DATA SUPPLIED -
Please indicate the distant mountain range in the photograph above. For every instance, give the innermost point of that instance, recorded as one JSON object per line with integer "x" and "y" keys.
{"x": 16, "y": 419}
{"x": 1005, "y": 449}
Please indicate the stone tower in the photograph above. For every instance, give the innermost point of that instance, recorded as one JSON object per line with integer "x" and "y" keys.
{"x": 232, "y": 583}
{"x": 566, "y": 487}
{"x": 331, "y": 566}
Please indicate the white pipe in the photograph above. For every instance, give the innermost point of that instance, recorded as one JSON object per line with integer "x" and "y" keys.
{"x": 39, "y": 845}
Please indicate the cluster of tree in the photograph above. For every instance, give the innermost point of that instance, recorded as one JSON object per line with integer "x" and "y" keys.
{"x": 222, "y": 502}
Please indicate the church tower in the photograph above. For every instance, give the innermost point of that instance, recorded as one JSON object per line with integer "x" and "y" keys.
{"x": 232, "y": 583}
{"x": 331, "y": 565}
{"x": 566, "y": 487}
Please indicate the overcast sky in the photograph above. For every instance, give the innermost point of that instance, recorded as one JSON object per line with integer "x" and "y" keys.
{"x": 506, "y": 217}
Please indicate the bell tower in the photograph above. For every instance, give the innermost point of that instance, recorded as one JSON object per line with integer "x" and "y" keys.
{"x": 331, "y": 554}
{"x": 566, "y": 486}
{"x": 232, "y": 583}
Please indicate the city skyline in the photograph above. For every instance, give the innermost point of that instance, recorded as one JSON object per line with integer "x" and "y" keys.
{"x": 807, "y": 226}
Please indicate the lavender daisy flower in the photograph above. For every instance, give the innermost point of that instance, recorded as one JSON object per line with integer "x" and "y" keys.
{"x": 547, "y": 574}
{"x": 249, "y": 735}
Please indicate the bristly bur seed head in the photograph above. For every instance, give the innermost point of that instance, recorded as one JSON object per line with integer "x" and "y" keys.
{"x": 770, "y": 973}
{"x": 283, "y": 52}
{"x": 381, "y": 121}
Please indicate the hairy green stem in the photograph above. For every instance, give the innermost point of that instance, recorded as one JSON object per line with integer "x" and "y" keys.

REQUIRED WORK - Going from the line that contains "Please indicate the bristly" to the last line of the records, reproduce every line as written.

ANSWER BOX -
Please indicate the bristly bur seed head in the photograph above. For every instance, give the innermost point of that instance, recorded as one JSON object per line with integer "x" and "y" keys.
{"x": 770, "y": 973}
{"x": 283, "y": 52}
{"x": 381, "y": 121}
Please indicate the hairy green stem in the photograph above. For every instance, give the innermost point of that instance, recorded as one JSON object per line with integer "x" and "y" keys.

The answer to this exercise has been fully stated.